▸ **Point annotation material**
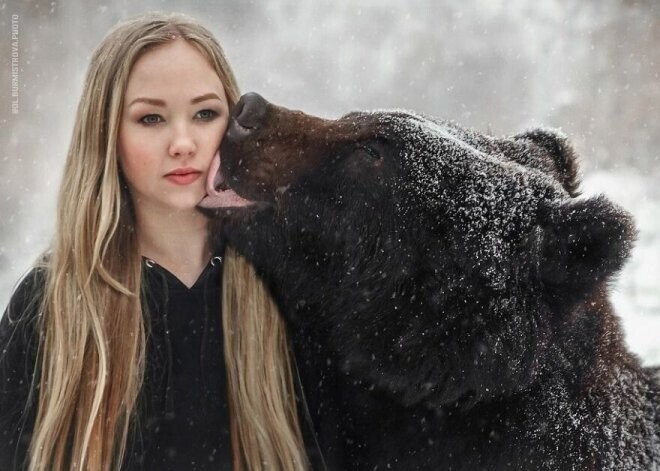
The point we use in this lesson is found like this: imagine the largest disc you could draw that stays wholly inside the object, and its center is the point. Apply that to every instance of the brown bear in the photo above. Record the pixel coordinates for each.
(446, 292)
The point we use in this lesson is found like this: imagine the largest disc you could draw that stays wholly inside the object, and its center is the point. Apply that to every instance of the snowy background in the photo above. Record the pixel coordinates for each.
(589, 67)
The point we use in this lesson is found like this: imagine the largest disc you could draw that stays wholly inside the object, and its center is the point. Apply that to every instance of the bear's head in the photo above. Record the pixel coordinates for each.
(392, 236)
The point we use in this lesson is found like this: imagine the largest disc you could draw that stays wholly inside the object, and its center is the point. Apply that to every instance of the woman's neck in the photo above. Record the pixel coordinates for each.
(176, 240)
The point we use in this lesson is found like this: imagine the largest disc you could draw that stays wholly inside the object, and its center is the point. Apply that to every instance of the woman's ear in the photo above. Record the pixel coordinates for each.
(585, 241)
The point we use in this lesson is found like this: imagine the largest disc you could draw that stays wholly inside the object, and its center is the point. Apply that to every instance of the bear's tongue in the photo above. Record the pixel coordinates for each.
(223, 198)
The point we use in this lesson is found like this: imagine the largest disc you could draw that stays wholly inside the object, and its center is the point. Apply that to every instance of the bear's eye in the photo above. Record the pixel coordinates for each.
(370, 152)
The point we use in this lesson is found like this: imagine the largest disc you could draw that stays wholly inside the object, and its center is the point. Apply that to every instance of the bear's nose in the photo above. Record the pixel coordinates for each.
(249, 111)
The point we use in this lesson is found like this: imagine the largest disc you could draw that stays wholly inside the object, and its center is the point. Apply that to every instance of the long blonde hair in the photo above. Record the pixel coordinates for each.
(93, 331)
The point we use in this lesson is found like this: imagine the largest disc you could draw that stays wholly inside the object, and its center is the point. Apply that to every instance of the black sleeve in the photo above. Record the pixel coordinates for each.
(18, 353)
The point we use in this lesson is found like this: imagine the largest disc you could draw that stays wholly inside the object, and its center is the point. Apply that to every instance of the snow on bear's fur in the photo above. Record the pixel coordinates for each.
(445, 291)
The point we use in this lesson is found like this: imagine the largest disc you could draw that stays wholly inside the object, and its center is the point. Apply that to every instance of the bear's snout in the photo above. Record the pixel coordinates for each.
(247, 116)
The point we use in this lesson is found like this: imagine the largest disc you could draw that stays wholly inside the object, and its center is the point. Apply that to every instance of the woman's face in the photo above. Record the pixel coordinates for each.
(175, 114)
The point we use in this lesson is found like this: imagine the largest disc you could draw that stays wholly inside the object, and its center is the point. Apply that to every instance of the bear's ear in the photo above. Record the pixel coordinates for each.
(584, 242)
(556, 146)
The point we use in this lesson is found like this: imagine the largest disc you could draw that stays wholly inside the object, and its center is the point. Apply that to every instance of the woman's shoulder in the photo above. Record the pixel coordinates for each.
(18, 322)
(27, 297)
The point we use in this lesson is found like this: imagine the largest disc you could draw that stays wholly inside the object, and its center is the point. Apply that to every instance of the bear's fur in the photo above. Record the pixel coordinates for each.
(445, 291)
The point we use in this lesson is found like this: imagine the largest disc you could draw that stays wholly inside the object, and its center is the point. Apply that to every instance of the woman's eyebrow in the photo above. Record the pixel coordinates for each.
(157, 102)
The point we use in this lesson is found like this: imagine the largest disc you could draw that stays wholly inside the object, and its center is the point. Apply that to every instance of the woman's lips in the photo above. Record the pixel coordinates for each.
(183, 178)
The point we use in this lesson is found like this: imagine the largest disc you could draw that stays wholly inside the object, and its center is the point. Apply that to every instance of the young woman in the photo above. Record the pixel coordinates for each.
(111, 349)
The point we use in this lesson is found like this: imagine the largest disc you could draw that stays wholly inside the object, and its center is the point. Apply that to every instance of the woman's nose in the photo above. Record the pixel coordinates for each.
(183, 143)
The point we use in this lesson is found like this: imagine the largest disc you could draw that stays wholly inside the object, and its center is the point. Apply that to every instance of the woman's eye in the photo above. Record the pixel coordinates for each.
(207, 114)
(151, 119)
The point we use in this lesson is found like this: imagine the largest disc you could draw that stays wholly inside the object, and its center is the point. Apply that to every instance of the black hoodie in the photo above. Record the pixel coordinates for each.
(182, 417)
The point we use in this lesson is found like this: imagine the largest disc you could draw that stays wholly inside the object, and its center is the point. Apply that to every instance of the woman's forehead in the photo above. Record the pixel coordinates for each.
(172, 69)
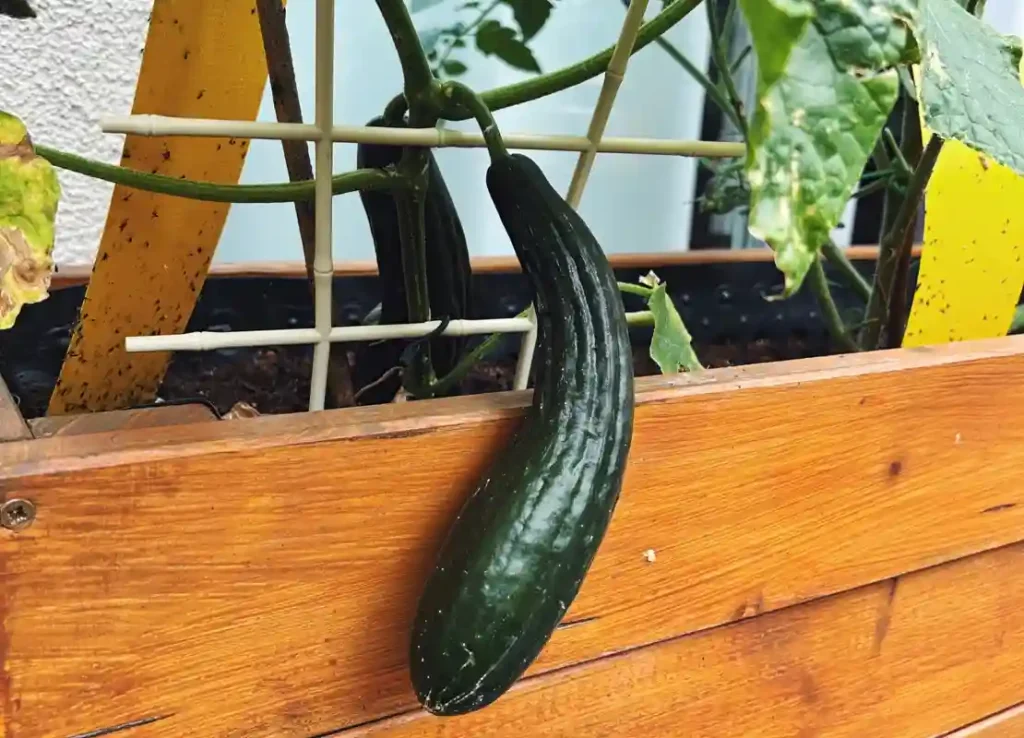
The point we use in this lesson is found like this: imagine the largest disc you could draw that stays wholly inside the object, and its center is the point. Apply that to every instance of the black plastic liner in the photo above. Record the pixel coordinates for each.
(721, 303)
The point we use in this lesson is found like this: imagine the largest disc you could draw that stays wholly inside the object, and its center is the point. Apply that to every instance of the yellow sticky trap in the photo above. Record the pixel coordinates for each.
(202, 59)
(972, 265)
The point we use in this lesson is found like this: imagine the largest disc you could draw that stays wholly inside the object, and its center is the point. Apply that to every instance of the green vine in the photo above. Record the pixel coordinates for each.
(211, 191)
(423, 97)
(415, 62)
(460, 94)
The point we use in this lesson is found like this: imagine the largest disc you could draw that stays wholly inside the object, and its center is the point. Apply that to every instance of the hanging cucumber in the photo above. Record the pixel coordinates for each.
(449, 272)
(521, 545)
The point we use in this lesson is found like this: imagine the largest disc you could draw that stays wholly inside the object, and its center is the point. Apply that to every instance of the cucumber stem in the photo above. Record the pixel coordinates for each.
(496, 99)
(461, 94)
(854, 278)
(644, 292)
(422, 92)
(421, 87)
(834, 320)
(211, 191)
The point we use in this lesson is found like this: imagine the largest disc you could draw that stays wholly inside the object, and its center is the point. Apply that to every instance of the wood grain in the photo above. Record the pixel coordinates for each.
(201, 59)
(120, 420)
(12, 426)
(906, 658)
(257, 578)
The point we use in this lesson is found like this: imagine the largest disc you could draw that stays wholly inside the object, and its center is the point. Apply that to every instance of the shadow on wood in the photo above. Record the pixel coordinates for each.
(257, 577)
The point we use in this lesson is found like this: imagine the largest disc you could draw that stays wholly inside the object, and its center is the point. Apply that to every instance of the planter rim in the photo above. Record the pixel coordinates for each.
(409, 419)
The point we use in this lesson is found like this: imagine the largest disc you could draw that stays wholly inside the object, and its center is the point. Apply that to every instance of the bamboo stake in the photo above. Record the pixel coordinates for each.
(599, 121)
(435, 137)
(323, 262)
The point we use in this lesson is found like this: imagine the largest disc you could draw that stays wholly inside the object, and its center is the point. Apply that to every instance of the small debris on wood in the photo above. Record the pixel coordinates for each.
(241, 409)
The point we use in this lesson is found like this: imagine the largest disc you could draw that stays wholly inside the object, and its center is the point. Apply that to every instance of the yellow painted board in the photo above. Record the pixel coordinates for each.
(202, 59)
(972, 264)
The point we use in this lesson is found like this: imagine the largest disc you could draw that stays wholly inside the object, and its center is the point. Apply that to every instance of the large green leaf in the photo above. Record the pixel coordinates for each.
(671, 346)
(826, 85)
(971, 89)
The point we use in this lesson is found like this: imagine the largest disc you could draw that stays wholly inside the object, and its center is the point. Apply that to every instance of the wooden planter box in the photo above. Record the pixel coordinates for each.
(828, 547)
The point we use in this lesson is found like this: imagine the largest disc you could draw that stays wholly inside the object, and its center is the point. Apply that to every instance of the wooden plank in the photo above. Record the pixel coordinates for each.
(202, 59)
(286, 612)
(170, 415)
(1006, 724)
(12, 426)
(905, 658)
(71, 275)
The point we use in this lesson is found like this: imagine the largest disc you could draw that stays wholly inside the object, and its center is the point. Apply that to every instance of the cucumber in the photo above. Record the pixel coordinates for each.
(449, 272)
(522, 543)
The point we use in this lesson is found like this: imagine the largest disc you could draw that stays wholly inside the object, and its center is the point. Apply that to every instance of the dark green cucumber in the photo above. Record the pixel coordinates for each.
(449, 271)
(521, 545)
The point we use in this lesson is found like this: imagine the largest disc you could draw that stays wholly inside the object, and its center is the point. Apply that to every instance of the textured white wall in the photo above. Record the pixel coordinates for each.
(80, 60)
(62, 72)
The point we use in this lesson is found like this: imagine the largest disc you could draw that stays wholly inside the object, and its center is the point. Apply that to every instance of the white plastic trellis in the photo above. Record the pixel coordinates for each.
(325, 133)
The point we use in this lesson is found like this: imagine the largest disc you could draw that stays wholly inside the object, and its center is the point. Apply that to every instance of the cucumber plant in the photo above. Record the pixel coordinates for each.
(830, 73)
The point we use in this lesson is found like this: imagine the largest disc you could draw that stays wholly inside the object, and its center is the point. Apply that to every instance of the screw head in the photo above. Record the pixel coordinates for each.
(17, 514)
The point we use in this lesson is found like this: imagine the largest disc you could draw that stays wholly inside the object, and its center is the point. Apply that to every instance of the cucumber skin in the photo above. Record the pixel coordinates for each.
(449, 272)
(522, 543)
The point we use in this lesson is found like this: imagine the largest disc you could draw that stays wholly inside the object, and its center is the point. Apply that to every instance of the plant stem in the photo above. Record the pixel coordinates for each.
(870, 188)
(644, 292)
(634, 319)
(422, 93)
(710, 88)
(590, 68)
(1017, 326)
(847, 270)
(721, 61)
(211, 191)
(281, 71)
(466, 31)
(897, 241)
(819, 286)
(460, 94)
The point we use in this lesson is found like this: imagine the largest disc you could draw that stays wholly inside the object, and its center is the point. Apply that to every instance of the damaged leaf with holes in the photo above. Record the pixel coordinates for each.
(827, 83)
(29, 194)
(971, 88)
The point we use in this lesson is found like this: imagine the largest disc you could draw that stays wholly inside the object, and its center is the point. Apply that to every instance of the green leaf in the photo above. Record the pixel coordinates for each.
(671, 345)
(429, 39)
(418, 5)
(826, 85)
(454, 68)
(727, 189)
(16, 9)
(530, 14)
(495, 39)
(970, 88)
(29, 196)
(1017, 326)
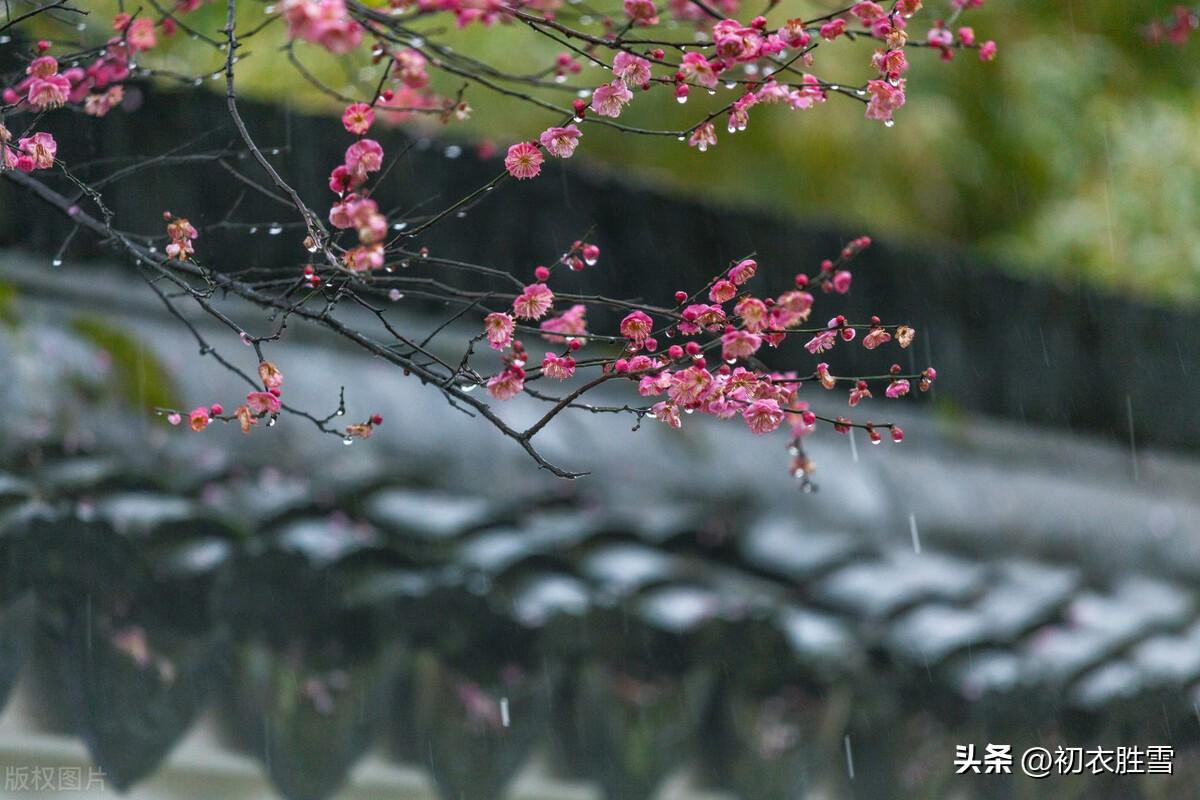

▸ **Directions for this task**
Pull out each line of the material above that contains the string "stem". Case matters, so treat uppercase and lowercase letters as different.

▸ **Solution to this problem**
The point we use in this lesson is found like this: imagine the largest disc you could draw that stays wholly inside the object, and its center is the point. Apply that to every instance of the cucumber stem in the photo above. Record the pixel coordinates for each.
The point we use in this lesson is found like this: imagine the largest disc you could draw that stays wholly inside the object, and its center is the point. Apply that to every instance of the plant stem in the photo above. Record the pixel coordinates for each.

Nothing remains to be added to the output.